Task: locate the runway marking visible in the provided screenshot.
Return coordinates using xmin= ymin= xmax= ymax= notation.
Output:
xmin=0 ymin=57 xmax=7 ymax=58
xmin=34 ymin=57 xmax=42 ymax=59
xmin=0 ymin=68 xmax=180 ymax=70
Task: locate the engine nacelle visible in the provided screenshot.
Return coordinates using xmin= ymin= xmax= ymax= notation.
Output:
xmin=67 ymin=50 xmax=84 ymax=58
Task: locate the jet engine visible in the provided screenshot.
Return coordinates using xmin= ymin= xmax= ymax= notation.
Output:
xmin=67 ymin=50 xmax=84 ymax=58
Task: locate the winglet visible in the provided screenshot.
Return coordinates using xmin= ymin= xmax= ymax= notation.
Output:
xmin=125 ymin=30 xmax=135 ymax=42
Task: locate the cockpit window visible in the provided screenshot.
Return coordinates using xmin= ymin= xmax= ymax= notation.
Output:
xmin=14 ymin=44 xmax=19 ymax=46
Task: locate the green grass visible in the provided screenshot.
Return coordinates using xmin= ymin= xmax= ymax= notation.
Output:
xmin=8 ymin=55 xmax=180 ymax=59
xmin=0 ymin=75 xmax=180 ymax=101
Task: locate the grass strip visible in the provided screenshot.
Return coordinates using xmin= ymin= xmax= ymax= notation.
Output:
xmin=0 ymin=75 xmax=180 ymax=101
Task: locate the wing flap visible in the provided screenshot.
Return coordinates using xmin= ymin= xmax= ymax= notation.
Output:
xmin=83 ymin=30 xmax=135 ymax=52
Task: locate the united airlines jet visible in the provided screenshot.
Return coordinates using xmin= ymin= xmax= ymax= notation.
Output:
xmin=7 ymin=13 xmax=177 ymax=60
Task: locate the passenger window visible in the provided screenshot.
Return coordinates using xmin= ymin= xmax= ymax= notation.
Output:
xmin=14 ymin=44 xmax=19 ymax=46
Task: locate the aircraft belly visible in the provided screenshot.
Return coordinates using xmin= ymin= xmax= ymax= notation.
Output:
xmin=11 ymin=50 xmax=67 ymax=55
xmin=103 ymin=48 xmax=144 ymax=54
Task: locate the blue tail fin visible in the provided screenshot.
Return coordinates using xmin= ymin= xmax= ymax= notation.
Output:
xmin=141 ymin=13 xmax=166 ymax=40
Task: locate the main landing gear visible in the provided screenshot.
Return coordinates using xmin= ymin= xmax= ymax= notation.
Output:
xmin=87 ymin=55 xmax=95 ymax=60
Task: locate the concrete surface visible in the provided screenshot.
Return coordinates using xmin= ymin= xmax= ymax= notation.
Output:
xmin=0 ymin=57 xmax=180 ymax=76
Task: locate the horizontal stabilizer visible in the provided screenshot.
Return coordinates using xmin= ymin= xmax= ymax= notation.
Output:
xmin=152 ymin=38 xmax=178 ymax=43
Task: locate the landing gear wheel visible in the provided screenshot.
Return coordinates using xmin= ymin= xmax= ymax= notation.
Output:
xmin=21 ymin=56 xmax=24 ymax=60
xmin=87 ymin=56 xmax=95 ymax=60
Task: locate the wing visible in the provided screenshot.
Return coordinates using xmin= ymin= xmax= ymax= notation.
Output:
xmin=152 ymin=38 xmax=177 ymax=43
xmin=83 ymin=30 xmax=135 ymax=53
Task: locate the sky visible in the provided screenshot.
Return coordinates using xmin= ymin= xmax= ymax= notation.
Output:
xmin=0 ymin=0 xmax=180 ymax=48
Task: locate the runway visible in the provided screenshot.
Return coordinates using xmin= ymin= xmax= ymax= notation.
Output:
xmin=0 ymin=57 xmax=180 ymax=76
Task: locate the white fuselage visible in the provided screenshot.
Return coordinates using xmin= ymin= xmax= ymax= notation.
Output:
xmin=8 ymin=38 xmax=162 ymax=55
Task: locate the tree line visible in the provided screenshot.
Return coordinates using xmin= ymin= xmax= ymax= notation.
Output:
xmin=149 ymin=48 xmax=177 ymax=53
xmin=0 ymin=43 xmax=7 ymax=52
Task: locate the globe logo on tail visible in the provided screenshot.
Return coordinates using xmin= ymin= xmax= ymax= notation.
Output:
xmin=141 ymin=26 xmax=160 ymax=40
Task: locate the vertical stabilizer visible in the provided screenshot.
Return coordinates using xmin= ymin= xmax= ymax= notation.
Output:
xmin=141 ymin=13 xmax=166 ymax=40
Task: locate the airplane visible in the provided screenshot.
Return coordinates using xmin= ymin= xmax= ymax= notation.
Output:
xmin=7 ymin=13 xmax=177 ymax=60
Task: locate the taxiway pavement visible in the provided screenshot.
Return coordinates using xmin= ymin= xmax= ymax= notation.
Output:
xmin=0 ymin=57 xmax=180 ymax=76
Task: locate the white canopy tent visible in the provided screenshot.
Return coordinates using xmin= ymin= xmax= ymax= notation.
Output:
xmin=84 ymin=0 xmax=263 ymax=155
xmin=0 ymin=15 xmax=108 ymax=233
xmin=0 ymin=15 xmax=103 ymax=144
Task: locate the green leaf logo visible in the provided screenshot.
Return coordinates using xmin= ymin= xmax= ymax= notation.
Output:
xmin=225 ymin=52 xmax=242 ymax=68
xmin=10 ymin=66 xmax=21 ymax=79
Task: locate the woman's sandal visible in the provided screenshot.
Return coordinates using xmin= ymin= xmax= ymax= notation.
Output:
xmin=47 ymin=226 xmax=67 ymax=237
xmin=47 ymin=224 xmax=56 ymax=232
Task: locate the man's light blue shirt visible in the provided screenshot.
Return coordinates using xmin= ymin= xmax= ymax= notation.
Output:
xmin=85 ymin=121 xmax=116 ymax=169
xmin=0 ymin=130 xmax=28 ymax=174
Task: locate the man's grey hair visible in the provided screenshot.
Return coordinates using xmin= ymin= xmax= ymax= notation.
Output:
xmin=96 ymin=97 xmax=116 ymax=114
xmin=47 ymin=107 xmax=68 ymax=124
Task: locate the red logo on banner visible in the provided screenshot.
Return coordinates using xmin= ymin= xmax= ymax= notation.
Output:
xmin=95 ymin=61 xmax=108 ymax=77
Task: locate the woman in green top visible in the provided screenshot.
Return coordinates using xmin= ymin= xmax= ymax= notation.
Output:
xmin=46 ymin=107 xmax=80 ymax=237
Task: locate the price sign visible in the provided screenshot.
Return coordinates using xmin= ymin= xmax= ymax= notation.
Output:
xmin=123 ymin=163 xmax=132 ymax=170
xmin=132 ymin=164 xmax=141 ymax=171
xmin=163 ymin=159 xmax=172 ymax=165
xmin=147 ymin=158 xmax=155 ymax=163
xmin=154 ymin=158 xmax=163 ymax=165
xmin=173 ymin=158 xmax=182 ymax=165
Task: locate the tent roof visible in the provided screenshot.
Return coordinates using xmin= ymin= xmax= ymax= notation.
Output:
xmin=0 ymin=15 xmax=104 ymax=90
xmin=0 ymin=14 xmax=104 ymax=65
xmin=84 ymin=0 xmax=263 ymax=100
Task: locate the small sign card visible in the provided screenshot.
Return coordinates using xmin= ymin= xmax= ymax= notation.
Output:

# REQUEST:
Reproduce verbatim the part of the items that opens with the line containing "Task: locate the woman's" and closes with the line containing "xmin=0 ymin=130 xmax=28 ymax=174", including both of those lines.

# SOLUTION TO THIS PROBLEM:
Task: locate the woman's sandal visible in the provided screenshot.
Return coordinates using xmin= ymin= xmax= ymax= notation.
Output:
xmin=47 ymin=226 xmax=67 ymax=237
xmin=47 ymin=224 xmax=56 ymax=232
Task: locate the man's light blue shirt visible in the provided screenshot.
Return coordinates using xmin= ymin= xmax= ymax= notation.
Output:
xmin=85 ymin=121 xmax=116 ymax=169
xmin=0 ymin=130 xmax=28 ymax=174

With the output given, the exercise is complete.